Discussion thread for day 10 of the Advent of Code - https://adventofcode.com/2023/day/10
Cool problem, good applications from Graph theory. Kind of "cheated" (brute forced/found a pattern in the data) to speed up initial solving time. Then went back and improved the Workflows to make them more generalized.
What follows is the algorithm I used in addition to pictures of my workflows (read at your own risk)
Coordinates always trip me up, but I am proud of my part 2 solution which I was able to accomplish in a few tools after my original macro. As a bonus I got some really neat visualizations from it. I'm slowly getting better at iterative macros and coordinate problems like these!
Day10 is so hard again.It took 4.5 hours to create WF but process is completed in 2min for P1 and P2.
My Sunday comes to an end while solving this.
Tough challenge.
Make Group tool is useful in case like D10P1. Here is how to create groups with Make Group tool without macro.
Very hard challenge.
Finally caught up on day 10! Really enjoy the challenge of these grid problems and thinking how best to tackle them whilst limited to table structures in Alteryx. Part 1 and 2 macros are very similar - I just added an extra print output of the co-ordinates of each iteration so that I could build a polygon and conduct spatial matching for P2.
Good lord this took me a while
FINALLY got Day 10 done. I was busy on Sunday and missed this and finally had a chance to get it done.
I appreciate @kelsey_kincaid posting their solution. I got to the Spatial Match on Part 2 and wasn't sure what to do with the output
I knew I would get to use spatial tools sooner or later! I feel like this is one where Alteryx definitely makes part 2 easier. NOT that it was easy 😅
think of spatial for part2 but no luck, thanks @kelsey_kincaid
D10P2 -
This hot rod runs in a smokin 0.8 sec!!

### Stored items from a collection
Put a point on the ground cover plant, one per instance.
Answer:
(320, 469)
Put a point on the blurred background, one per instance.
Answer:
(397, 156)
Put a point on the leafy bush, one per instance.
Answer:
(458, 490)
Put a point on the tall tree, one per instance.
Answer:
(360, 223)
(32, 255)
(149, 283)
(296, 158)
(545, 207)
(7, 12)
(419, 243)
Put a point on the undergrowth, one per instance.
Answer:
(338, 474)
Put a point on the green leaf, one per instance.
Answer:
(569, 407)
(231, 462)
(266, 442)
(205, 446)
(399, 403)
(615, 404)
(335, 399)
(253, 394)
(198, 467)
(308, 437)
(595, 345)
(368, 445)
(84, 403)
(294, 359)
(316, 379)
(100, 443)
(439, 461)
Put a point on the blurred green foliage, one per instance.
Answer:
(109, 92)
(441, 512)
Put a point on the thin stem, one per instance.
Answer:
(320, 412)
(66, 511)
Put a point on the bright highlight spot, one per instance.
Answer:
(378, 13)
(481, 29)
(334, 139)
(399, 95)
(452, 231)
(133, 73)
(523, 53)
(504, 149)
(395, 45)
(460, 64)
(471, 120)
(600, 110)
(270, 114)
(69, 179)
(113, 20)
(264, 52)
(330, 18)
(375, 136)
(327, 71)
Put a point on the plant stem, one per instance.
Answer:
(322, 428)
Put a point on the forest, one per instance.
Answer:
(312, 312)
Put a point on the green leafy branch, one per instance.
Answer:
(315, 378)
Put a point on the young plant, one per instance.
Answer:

### Tasks to perform
a: Write out the part of the discussion thread starting at "Day10 is so" and ending at "Tough challenge.".
b: Pick out every line of the records that contains the string "plant", and treat uppercase and lowercase letters as different.
The discussion thread and the records have no connection to each other.

### Solutions to the tasks
a:
Day10 is so hard again.It took 4.5 hours to create WF but process is completed in 2min for P1 and P2.
My Sunday comes to an end while solving this.
Tough challenge.

b:
Put a point on the ground cover plant, one per instance.
Put a point on the plant stem, one per instance.
Put a point on the young plant, one per instance.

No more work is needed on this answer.